Excerpts from point annotation data:
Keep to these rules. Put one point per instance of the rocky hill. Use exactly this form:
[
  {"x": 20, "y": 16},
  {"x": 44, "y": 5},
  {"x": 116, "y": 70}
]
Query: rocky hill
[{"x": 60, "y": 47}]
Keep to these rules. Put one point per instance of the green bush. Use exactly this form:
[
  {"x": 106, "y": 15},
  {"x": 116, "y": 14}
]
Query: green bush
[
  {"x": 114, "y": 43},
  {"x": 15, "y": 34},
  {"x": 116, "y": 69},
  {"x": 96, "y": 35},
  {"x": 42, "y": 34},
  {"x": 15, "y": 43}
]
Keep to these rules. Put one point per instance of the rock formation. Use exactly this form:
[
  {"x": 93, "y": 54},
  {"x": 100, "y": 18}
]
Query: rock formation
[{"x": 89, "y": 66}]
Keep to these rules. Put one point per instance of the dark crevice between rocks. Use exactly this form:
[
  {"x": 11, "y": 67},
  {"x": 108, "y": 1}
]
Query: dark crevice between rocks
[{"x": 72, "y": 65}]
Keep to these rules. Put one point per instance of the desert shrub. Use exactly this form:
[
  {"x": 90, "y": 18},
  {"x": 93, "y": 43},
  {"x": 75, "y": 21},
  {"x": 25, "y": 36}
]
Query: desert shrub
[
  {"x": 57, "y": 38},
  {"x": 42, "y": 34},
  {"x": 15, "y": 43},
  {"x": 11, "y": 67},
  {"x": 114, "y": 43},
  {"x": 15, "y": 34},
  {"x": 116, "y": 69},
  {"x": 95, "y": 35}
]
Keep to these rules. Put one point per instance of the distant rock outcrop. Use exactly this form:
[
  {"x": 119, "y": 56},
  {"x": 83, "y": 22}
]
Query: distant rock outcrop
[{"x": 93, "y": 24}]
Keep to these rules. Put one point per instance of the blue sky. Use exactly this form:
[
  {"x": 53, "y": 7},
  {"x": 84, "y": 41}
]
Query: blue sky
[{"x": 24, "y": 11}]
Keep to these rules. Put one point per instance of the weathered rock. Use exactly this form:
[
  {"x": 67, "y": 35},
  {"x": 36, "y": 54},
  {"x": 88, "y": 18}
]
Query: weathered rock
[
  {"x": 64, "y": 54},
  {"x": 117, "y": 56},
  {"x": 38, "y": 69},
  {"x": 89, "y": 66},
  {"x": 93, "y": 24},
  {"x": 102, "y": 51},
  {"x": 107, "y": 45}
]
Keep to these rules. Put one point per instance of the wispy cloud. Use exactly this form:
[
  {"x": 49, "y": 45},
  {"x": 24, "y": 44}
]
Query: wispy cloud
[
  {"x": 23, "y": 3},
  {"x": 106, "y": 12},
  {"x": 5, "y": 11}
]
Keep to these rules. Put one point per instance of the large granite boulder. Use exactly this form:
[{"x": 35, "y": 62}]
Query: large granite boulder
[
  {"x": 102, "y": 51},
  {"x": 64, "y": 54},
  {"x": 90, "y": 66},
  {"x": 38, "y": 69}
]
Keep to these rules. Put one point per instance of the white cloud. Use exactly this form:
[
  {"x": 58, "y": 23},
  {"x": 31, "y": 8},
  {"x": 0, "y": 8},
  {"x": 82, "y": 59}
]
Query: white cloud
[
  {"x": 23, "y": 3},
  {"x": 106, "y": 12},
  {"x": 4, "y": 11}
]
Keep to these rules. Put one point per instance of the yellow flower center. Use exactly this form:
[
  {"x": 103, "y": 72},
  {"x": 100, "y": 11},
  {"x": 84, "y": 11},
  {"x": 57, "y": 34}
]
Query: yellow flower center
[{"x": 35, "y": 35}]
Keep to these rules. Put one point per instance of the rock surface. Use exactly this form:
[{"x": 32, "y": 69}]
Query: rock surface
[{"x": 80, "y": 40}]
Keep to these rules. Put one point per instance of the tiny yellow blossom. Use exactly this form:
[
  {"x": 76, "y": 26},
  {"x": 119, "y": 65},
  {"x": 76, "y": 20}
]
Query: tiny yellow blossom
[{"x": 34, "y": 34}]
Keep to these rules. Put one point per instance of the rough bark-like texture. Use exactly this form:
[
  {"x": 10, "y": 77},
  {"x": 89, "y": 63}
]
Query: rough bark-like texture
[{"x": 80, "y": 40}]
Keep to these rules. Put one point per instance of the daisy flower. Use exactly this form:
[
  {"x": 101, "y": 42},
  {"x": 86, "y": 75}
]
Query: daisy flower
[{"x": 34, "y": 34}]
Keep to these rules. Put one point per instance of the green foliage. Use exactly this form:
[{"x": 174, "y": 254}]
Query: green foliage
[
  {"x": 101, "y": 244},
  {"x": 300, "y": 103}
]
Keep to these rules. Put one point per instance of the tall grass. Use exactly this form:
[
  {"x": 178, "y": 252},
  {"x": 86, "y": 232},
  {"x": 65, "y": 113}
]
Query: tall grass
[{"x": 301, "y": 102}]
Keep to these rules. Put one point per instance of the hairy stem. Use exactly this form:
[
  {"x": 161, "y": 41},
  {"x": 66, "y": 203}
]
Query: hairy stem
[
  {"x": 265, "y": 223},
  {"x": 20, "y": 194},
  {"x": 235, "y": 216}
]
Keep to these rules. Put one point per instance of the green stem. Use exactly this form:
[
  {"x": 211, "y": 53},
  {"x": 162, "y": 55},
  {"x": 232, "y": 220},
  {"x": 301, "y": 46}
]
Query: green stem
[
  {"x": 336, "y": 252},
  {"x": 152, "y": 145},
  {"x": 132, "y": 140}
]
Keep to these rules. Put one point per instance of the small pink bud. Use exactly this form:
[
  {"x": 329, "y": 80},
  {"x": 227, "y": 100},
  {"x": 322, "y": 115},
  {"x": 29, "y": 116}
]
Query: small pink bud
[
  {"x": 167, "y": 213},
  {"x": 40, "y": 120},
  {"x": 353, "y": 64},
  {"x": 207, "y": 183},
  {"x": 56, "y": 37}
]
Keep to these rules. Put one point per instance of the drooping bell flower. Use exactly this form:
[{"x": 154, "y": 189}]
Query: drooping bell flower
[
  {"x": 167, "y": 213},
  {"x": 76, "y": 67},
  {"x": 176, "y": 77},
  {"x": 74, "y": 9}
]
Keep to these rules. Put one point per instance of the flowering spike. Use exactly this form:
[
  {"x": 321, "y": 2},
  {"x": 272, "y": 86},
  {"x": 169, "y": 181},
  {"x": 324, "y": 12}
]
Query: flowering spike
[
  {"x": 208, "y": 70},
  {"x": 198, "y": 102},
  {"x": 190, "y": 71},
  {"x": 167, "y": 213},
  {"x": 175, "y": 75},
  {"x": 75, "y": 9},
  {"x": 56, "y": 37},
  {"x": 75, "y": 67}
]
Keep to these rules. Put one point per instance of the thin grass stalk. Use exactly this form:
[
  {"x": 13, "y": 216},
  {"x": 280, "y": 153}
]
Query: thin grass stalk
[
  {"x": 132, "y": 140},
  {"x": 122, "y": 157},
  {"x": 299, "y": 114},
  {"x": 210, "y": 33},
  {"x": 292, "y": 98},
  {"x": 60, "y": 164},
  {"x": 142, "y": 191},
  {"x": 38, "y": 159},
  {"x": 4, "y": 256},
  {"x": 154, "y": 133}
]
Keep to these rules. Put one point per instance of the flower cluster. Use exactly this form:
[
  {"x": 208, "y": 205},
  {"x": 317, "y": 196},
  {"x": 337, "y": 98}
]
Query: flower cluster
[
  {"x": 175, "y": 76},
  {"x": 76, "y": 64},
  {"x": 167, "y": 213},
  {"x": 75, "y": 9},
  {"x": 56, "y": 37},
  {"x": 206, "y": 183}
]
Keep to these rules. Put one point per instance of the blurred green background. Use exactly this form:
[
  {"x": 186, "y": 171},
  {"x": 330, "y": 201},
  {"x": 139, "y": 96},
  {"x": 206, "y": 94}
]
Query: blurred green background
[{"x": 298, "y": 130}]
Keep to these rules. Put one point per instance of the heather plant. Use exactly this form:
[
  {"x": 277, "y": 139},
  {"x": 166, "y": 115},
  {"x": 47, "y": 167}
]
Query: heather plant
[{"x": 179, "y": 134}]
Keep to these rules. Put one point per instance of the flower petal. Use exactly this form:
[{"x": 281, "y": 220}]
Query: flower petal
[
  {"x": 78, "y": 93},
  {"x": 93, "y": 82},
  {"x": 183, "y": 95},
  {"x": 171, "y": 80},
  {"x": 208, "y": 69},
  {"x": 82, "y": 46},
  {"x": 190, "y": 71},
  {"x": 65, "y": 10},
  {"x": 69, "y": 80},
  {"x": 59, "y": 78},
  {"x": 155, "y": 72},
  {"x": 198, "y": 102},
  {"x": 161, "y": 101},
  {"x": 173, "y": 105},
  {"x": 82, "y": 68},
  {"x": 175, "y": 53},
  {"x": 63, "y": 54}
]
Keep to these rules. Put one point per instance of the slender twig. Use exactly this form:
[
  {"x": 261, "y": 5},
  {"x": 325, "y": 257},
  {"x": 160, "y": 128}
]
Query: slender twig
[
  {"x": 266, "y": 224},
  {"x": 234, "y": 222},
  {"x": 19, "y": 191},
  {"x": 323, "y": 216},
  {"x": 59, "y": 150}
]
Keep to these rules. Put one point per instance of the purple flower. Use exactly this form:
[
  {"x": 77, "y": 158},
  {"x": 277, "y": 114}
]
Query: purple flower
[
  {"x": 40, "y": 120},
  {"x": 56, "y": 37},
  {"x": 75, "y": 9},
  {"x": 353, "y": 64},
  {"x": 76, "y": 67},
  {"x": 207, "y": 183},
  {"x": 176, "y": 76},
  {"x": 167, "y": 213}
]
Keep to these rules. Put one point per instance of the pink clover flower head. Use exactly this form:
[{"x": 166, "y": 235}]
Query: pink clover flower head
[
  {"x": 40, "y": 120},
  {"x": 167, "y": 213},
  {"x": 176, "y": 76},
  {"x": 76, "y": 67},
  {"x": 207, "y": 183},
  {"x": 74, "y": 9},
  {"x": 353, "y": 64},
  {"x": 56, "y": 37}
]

▶ PROBLEM TO SOLVE
Give again only the lines of the material above that run from the one with "of the purple" through the end, both included, exactly as they appear.

▶ OUTPUT FOR THIS TASK
Keep to these rules. Put one point per instance of the purple flower. Use exactly this form:
[
  {"x": 77, "y": 158},
  {"x": 277, "y": 114}
]
Query: purple flower
[
  {"x": 40, "y": 120},
  {"x": 56, "y": 37},
  {"x": 75, "y": 9},
  {"x": 353, "y": 64},
  {"x": 76, "y": 67},
  {"x": 207, "y": 183},
  {"x": 176, "y": 76},
  {"x": 167, "y": 213}
]
Keep to these rules. Put one point per instance of the pink clover flower head. Use exactly this form:
[{"x": 166, "y": 235}]
Query: pink clover flower head
[
  {"x": 40, "y": 120},
  {"x": 167, "y": 213},
  {"x": 176, "y": 76},
  {"x": 76, "y": 67},
  {"x": 207, "y": 183},
  {"x": 74, "y": 9},
  {"x": 353, "y": 64},
  {"x": 56, "y": 37}
]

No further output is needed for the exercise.